___ Excerpted records
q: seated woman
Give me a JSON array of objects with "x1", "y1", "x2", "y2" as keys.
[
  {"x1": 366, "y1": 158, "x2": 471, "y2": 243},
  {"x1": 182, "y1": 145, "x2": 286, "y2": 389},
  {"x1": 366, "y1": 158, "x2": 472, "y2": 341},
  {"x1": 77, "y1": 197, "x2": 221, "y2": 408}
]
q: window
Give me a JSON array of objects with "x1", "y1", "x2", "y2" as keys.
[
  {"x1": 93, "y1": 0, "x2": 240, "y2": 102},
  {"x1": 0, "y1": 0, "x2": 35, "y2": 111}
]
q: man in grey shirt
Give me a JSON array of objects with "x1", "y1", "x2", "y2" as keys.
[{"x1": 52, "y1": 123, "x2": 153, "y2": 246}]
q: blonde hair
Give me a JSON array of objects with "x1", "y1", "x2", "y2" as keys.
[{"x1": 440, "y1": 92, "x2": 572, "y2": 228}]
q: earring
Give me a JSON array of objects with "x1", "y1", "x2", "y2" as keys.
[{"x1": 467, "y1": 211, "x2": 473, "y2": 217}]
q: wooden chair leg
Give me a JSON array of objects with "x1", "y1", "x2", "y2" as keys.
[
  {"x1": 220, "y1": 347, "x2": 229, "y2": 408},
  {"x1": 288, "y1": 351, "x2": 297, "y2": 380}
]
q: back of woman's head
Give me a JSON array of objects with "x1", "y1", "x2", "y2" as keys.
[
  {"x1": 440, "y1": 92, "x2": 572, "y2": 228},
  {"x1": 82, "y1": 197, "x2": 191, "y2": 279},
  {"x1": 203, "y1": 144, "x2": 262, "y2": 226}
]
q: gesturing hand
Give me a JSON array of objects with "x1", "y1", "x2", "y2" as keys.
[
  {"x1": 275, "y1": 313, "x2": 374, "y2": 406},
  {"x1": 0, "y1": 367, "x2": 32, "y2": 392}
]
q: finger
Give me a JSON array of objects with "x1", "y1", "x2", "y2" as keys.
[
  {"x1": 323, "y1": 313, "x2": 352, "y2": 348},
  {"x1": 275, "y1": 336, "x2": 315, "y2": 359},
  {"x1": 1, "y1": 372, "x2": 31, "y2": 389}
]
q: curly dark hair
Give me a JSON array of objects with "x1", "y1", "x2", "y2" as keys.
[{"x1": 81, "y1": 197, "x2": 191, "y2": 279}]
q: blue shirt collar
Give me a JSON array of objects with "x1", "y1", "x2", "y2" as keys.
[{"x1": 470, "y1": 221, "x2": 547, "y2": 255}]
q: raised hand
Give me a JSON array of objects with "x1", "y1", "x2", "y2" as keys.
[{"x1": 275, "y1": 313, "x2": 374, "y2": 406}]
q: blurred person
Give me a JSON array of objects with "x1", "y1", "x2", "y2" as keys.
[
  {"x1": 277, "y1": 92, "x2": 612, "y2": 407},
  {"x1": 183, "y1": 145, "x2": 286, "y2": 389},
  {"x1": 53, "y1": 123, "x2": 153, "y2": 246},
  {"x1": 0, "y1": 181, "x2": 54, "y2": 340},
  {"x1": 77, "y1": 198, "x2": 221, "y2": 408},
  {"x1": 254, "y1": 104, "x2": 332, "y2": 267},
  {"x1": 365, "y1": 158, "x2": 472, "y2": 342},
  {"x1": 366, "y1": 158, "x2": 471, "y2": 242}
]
______
■ Problem details
Please give back exactly the lines of this listing beginning at the line with "q: gesturing hand" and ending with the line with "q: curly dark hair", both included, and nothing else.

■ Response area
q: gesturing hand
Give me a JSON array of objects with "x1", "y1", "x2", "y2" as keys.
[
  {"x1": 275, "y1": 313, "x2": 374, "y2": 406},
  {"x1": 0, "y1": 367, "x2": 32, "y2": 392}
]
q: finger
Give me a JSON array of objects with "x1", "y1", "x2", "y2" as keys.
[
  {"x1": 323, "y1": 313, "x2": 352, "y2": 348},
  {"x1": 275, "y1": 336, "x2": 315, "y2": 359},
  {"x1": 1, "y1": 372, "x2": 31, "y2": 389}
]
q: curly dark hair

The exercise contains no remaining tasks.